Image location labeling entries
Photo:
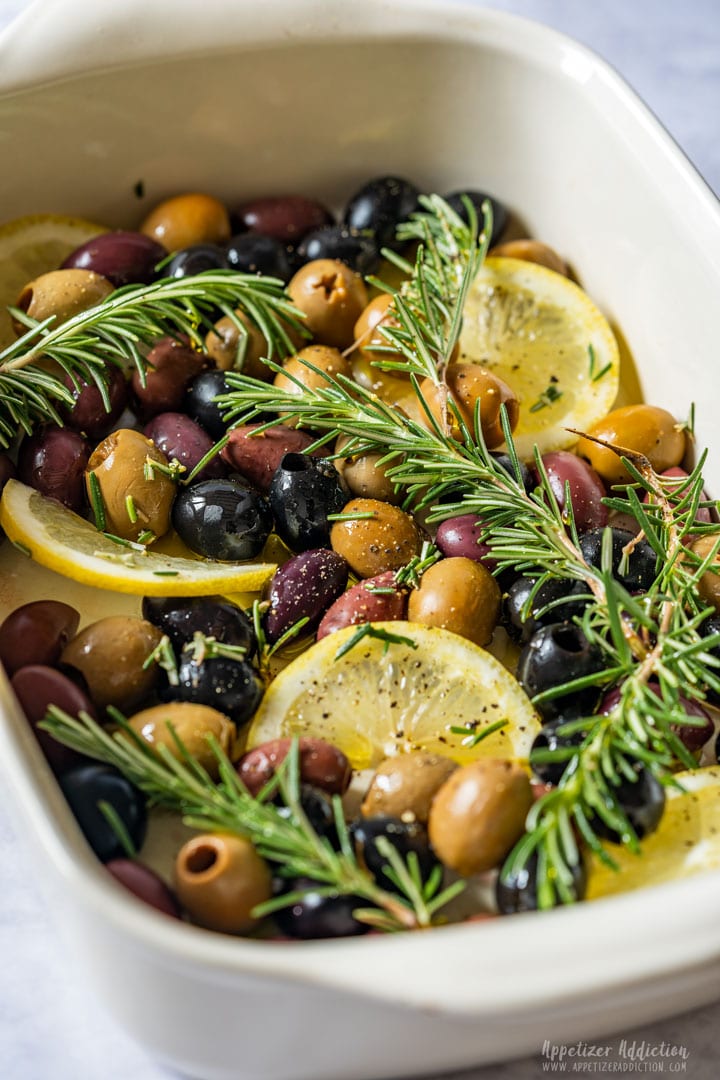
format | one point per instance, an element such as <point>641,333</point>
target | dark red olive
<point>37,688</point>
<point>37,633</point>
<point>121,257</point>
<point>53,461</point>
<point>89,414</point>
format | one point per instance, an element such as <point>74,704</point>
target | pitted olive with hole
<point>642,429</point>
<point>60,295</point>
<point>331,297</point>
<point>380,538</point>
<point>219,879</point>
<point>478,814</point>
<point>193,725</point>
<point>110,655</point>
<point>136,498</point>
<point>405,785</point>
<point>460,595</point>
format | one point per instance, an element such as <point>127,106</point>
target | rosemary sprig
<point>121,331</point>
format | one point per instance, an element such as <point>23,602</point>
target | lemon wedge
<point>543,335</point>
<point>429,690</point>
<point>687,841</point>
<point>34,245</point>
<point>62,541</point>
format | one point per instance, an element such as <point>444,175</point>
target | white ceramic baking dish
<point>243,98</point>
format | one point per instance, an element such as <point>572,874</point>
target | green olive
<point>331,297</point>
<point>136,498</point>
<point>62,294</point>
<point>478,814</point>
<point>460,595</point>
<point>110,655</point>
<point>385,540</point>
<point>641,429</point>
<point>219,879</point>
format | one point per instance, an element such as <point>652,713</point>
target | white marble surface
<point>50,1027</point>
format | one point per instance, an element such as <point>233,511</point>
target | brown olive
<point>62,294</point>
<point>192,724</point>
<point>467,383</point>
<point>643,429</point>
<point>384,541</point>
<point>478,814</point>
<point>120,463</point>
<point>458,594</point>
<point>331,297</point>
<point>532,251</point>
<point>405,785</point>
<point>186,219</point>
<point>364,476</point>
<point>109,655</point>
<point>219,879</point>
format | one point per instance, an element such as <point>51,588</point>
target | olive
<point>257,457</point>
<point>37,688</point>
<point>124,258</point>
<point>375,599</point>
<point>466,386</point>
<point>331,298</point>
<point>556,655</point>
<point>87,785</point>
<point>302,493</point>
<point>356,250</point>
<point>194,259</point>
<point>136,498</point>
<point>642,429</point>
<point>89,414</point>
<point>37,633</point>
<point>406,837</point>
<point>222,518</point>
<point>380,205</point>
<point>478,814</point>
<point>110,655</point>
<point>186,219</point>
<point>405,785</point>
<point>172,365</point>
<point>303,588</point>
<point>145,885</point>
<point>200,403</point>
<point>459,595</point>
<point>532,251</point>
<point>219,879</point>
<point>586,488</point>
<point>53,461</point>
<point>180,618</point>
<point>286,218</point>
<point>321,765</point>
<point>477,198</point>
<point>184,441</point>
<point>60,295</point>
<point>193,725</point>
<point>253,253</point>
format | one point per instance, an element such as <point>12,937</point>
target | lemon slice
<point>60,540</point>
<point>30,246</point>
<point>687,841</point>
<point>382,698</point>
<point>543,335</point>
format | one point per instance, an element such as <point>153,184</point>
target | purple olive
<point>586,488</point>
<point>179,437</point>
<point>123,258</point>
<point>37,633</point>
<point>89,414</point>
<point>53,461</point>
<point>304,586</point>
<point>37,688</point>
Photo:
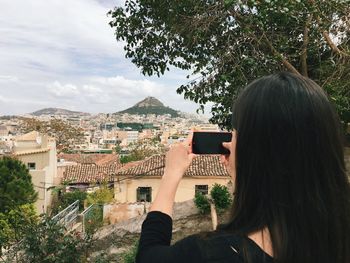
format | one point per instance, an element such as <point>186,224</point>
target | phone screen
<point>210,142</point>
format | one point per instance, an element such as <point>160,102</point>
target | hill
<point>57,111</point>
<point>150,105</point>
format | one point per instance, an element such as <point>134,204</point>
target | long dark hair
<point>290,170</point>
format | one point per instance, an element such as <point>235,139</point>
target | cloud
<point>62,53</point>
<point>59,90</point>
<point>57,36</point>
<point>4,78</point>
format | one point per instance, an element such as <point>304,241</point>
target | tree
<point>46,241</point>
<point>101,196</point>
<point>226,44</point>
<point>142,149</point>
<point>218,201</point>
<point>16,187</point>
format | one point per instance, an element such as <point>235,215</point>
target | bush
<point>130,256</point>
<point>202,203</point>
<point>221,196</point>
<point>102,196</point>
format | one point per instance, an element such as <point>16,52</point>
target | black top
<point>154,245</point>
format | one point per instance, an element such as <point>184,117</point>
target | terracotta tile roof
<point>99,159</point>
<point>202,165</point>
<point>90,173</point>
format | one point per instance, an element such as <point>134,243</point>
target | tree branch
<point>303,56</point>
<point>274,51</point>
<point>284,61</point>
<point>328,39</point>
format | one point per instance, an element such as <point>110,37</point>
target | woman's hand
<point>229,160</point>
<point>178,159</point>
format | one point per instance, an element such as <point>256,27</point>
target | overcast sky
<point>62,53</point>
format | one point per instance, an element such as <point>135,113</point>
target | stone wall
<point>121,212</point>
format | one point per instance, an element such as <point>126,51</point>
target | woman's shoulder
<point>222,246</point>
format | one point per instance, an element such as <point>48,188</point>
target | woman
<point>292,196</point>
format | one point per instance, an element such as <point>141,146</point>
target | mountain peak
<point>150,105</point>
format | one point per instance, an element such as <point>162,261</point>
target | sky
<point>63,53</point>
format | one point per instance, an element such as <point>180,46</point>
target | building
<point>140,182</point>
<point>89,171</point>
<point>38,153</point>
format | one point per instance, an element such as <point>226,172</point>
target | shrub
<point>202,203</point>
<point>130,256</point>
<point>221,196</point>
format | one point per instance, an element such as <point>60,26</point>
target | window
<point>203,189</point>
<point>31,166</point>
<point>144,194</point>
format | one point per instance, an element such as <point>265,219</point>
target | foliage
<point>202,203</point>
<point>63,199</point>
<point>14,224</point>
<point>16,187</point>
<point>226,44</point>
<point>101,196</point>
<point>65,134</point>
<point>221,196</point>
<point>130,256</point>
<point>93,220</point>
<point>49,242</point>
<point>142,149</point>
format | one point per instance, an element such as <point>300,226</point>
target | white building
<point>38,152</point>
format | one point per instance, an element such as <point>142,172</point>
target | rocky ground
<point>116,239</point>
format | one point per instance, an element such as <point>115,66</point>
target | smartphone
<point>210,142</point>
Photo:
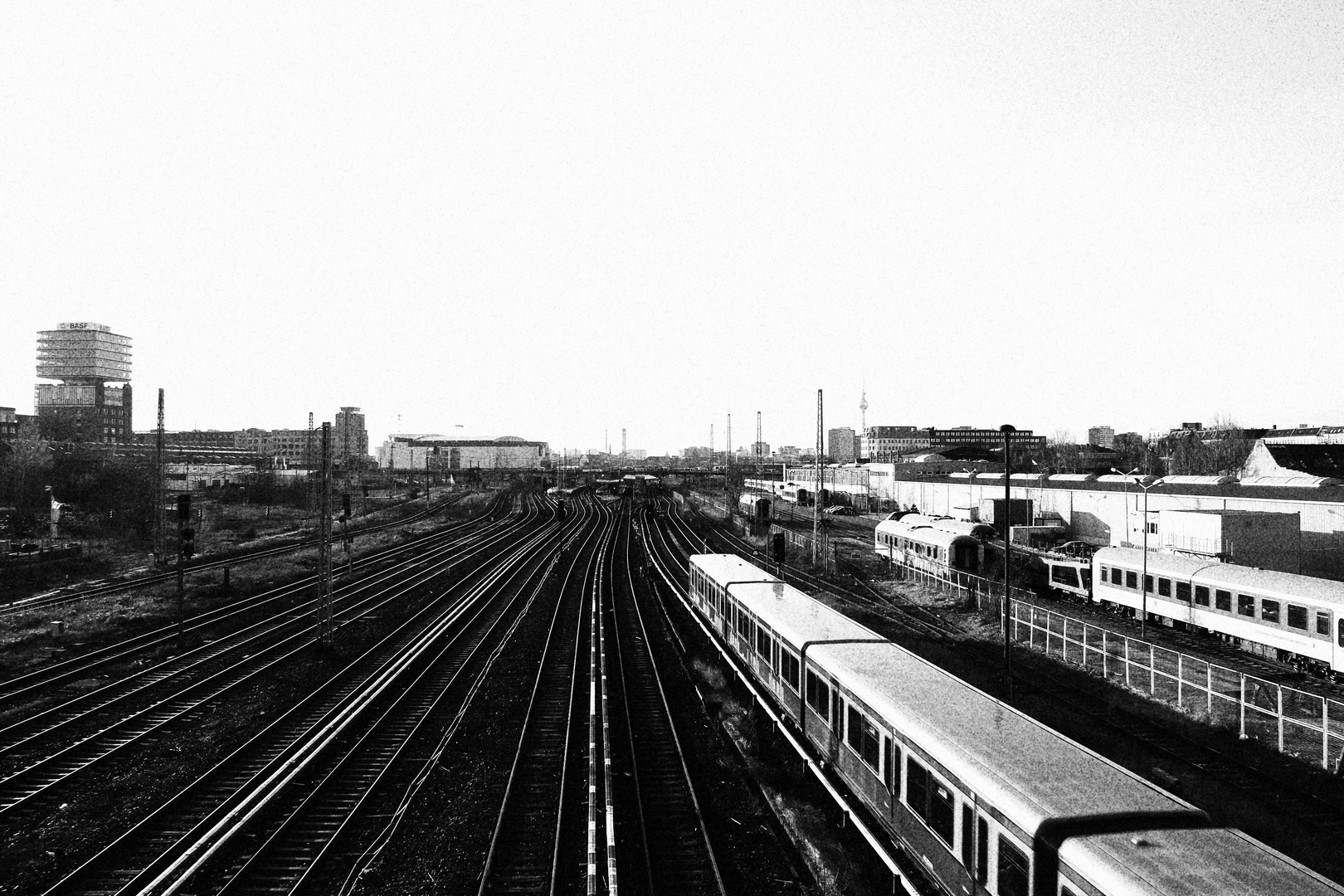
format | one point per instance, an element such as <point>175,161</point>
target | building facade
<point>82,406</point>
<point>411,451</point>
<point>1103,436</point>
<point>886,444</point>
<point>840,444</point>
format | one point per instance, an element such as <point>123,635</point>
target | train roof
<point>1023,767</point>
<point>1190,863</point>
<point>923,533</point>
<point>730,567</point>
<point>1229,575</point>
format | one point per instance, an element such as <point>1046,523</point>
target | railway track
<point>672,850</point>
<point>268,816</point>
<point>42,683</point>
<point>54,599</point>
<point>1255,783</point>
<point>541,813</point>
<point>47,750</point>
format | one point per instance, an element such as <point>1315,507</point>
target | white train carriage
<point>930,550</point>
<point>754,507</point>
<point>1292,618</point>
<point>988,800</point>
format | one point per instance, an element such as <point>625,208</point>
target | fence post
<point>1209,683</point>
<point>1242,707</point>
<point>1280,689</point>
<point>1326,733</point>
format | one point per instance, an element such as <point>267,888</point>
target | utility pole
<point>160,538</point>
<point>1007,430</point>
<point>325,627</point>
<point>816,492</point>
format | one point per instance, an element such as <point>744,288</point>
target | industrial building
<point>413,451</point>
<point>82,407</point>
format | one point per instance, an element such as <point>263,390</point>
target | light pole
<point>1007,430</point>
<point>1142,581</point>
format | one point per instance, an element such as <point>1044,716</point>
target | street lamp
<point>1142,582</point>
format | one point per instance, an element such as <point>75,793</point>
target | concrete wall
<point>1116,518</point>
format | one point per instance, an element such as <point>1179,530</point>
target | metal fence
<point>1301,724</point>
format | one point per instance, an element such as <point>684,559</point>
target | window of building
<point>862,737</point>
<point>930,800</point>
<point>1296,617</point>
<point>763,642</point>
<point>819,694</point>
<point>1014,871</point>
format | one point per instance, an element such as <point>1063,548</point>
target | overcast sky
<point>555,219</point>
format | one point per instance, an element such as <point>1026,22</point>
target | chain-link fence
<point>1301,724</point>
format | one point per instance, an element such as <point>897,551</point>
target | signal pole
<point>160,538</point>
<point>1007,430</point>
<point>325,631</point>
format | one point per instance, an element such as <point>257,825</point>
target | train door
<point>836,720</point>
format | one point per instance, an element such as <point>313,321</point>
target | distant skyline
<point>554,221</point>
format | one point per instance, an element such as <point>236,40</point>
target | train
<point>1289,618</point>
<point>988,801</point>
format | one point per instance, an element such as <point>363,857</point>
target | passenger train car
<point>990,801</point>
<point>1292,618</point>
<point>932,550</point>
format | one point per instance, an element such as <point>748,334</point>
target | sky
<point>557,221</point>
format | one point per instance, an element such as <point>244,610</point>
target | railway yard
<point>527,692</point>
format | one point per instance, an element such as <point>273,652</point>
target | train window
<point>789,670</point>
<point>968,835</point>
<point>1296,617</point>
<point>981,850</point>
<point>1064,575</point>
<point>763,642</point>
<point>862,737</point>
<point>819,694</point>
<point>1014,871</point>
<point>930,800</point>
<point>745,625</point>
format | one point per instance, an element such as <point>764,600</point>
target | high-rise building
<point>82,407</point>
<point>350,438</point>
<point>840,444</point>
<point>1103,436</point>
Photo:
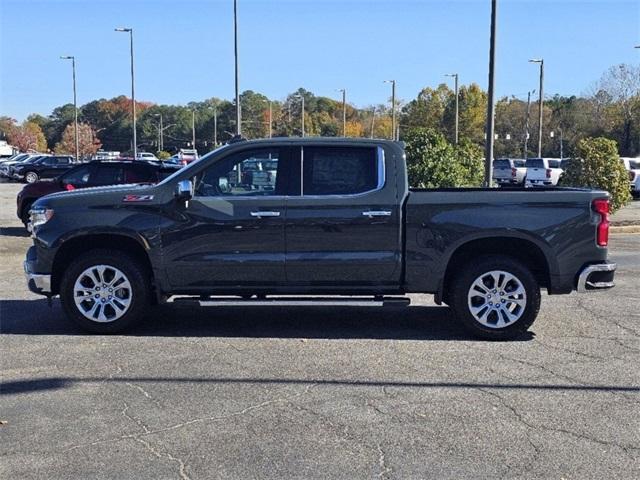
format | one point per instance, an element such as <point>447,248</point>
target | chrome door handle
<point>265,214</point>
<point>377,213</point>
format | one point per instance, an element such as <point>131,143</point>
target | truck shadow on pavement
<point>34,317</point>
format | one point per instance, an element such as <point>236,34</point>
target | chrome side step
<point>295,301</point>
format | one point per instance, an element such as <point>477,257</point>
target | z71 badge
<point>137,198</point>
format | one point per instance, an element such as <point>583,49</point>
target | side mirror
<point>184,190</point>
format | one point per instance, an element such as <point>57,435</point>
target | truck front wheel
<point>105,291</point>
<point>495,298</point>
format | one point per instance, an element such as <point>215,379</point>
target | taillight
<point>601,206</point>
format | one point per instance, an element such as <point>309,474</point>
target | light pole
<point>540,102</point>
<point>270,119</point>
<point>373,120</point>
<point>455,76</point>
<point>161,133</point>
<point>526,125</point>
<point>193,129</point>
<point>344,111</point>
<point>133,94</point>
<point>491,110</point>
<point>393,108</point>
<point>235,49</point>
<point>301,97</point>
<point>75,104</point>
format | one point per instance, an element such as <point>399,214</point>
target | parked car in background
<point>509,171</point>
<point>146,156</point>
<point>45,167</point>
<point>92,174</point>
<point>187,156</point>
<point>105,155</point>
<point>632,165</point>
<point>5,167</point>
<point>542,172</point>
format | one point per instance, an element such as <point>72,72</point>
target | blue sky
<point>184,49</point>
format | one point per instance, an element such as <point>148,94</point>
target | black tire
<point>139,293</point>
<point>31,177</point>
<point>462,299</point>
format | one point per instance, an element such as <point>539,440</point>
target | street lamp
<point>75,103</point>
<point>455,76</point>
<point>300,96</point>
<point>133,95</point>
<point>344,111</point>
<point>235,53</point>
<point>540,102</point>
<point>160,132</point>
<point>526,125</point>
<point>491,109</point>
<point>393,108</point>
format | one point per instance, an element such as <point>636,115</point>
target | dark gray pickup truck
<point>315,222</point>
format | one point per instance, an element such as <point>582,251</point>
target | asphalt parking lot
<point>319,392</point>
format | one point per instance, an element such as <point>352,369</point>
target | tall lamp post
<point>133,94</point>
<point>301,97</point>
<point>540,102</point>
<point>526,125</point>
<point>455,76</point>
<point>491,110</point>
<point>160,133</point>
<point>235,50</point>
<point>393,108</point>
<point>75,104</point>
<point>344,111</point>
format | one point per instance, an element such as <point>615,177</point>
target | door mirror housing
<point>184,190</point>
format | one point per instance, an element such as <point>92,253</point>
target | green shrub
<point>598,166</point>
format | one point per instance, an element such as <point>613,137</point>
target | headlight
<point>40,216</point>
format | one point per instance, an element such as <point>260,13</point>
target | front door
<point>231,234</point>
<point>344,228</point>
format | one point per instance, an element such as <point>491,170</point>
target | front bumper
<point>39,283</point>
<point>596,277</point>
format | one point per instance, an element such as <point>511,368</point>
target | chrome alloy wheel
<point>102,293</point>
<point>497,299</point>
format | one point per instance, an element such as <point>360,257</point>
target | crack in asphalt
<point>627,449</point>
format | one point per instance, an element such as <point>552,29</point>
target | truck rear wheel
<point>495,298</point>
<point>105,291</point>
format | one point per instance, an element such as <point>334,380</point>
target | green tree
<point>598,166</point>
<point>431,160</point>
<point>88,143</point>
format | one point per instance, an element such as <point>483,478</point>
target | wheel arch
<point>79,244</point>
<point>530,253</point>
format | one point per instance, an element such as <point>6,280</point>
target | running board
<point>295,302</point>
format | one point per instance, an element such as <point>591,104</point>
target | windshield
<point>194,164</point>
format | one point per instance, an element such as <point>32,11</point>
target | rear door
<point>343,218</point>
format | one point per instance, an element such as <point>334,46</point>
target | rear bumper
<point>596,277</point>
<point>39,283</point>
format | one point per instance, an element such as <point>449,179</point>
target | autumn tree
<point>27,136</point>
<point>88,143</point>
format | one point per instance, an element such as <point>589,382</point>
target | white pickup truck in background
<point>542,172</point>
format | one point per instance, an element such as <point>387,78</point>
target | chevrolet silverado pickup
<point>330,221</point>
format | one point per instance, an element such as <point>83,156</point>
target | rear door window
<point>535,163</point>
<point>107,175</point>
<point>339,170</point>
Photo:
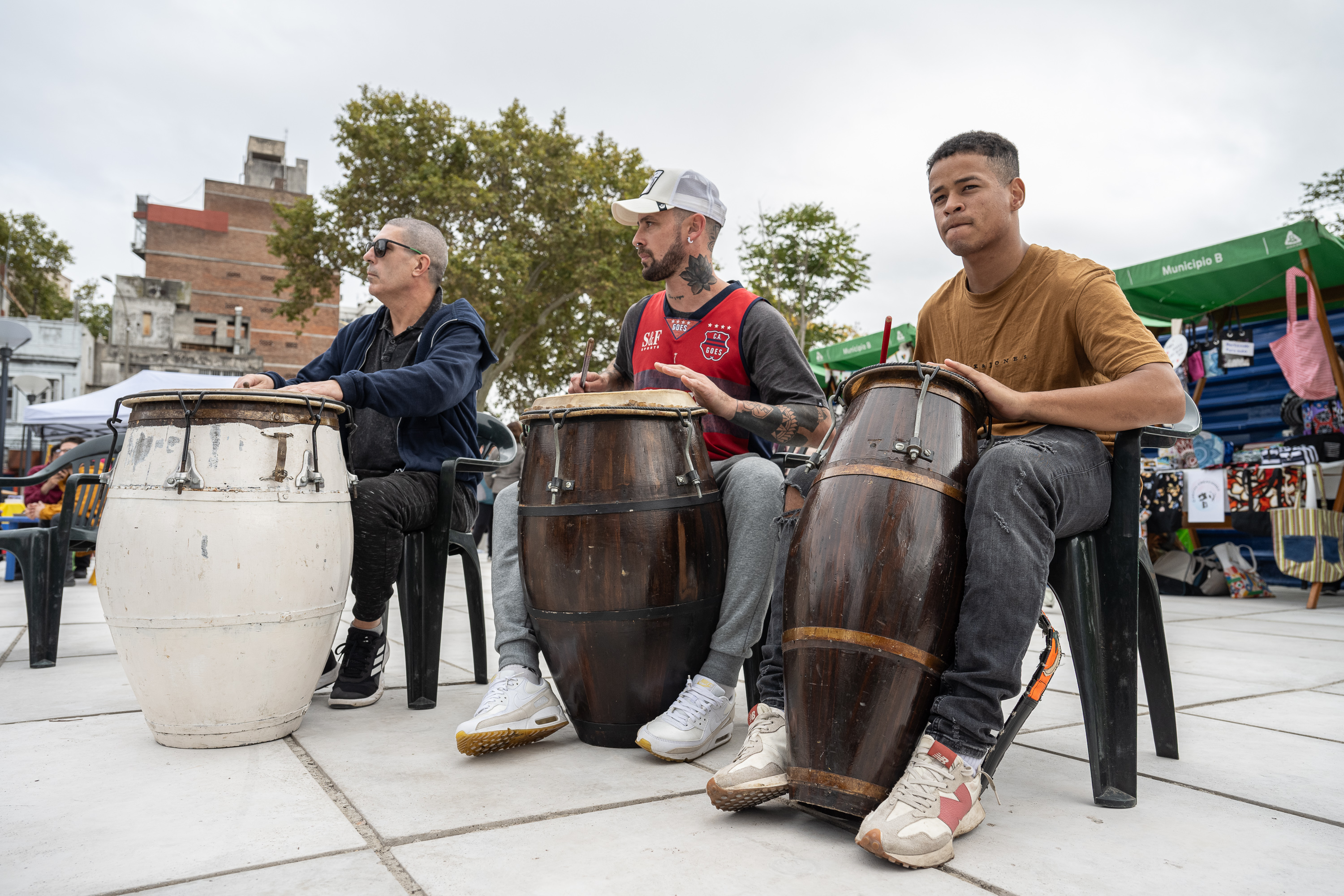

Written task:
Take the part of the records that opens with the line containing "such as <point>764,600</point>" and closes with the line containing "<point>184,49</point>", and write it out again with "light pole" swapped for "lamp post" and nothing else changed. Leave the pictures out of your answer.

Response:
format | one point per instance, an element such as <point>764,600</point>
target | high-rise building
<point>82,407</point>
<point>350,438</point>
<point>840,444</point>
<point>1103,436</point>
Photo:
format | one point per instance, an element such as <point>447,248</point>
target | chrome door handle
<point>265,214</point>
<point>377,213</point>
format | one point per instance, an element such as <point>131,143</point>
target | truck shadow on pavement
<point>34,317</point>
format | one point per instance, an element such as <point>236,34</point>
target | chrome side step
<point>295,301</point>
format | one point per instance, an element such as <point>477,257</point>
target | z71 badge
<point>137,198</point>
format | one point per instance, an element such as <point>583,49</point>
target | side mirror
<point>184,190</point>
format | one point per instance, an element such as <point>57,435</point>
target | truck front wheel
<point>105,291</point>
<point>495,298</point>
format | one point per instance, an element such as <point>215,379</point>
target | taillight
<point>601,206</point>
format | one point per instance, an element such as <point>309,474</point>
target | lamp post
<point>540,102</point>
<point>270,119</point>
<point>373,120</point>
<point>455,76</point>
<point>161,133</point>
<point>526,125</point>
<point>193,129</point>
<point>344,111</point>
<point>133,94</point>
<point>491,110</point>
<point>393,108</point>
<point>235,49</point>
<point>301,97</point>
<point>75,104</point>
format | one point per instance, an element such as <point>399,214</point>
target | parked car in background
<point>509,171</point>
<point>146,156</point>
<point>45,167</point>
<point>92,174</point>
<point>187,156</point>
<point>105,155</point>
<point>632,165</point>
<point>5,167</point>
<point>542,172</point>
format | one point per instance, an element such as <point>72,72</point>
target | blue sky
<point>184,49</point>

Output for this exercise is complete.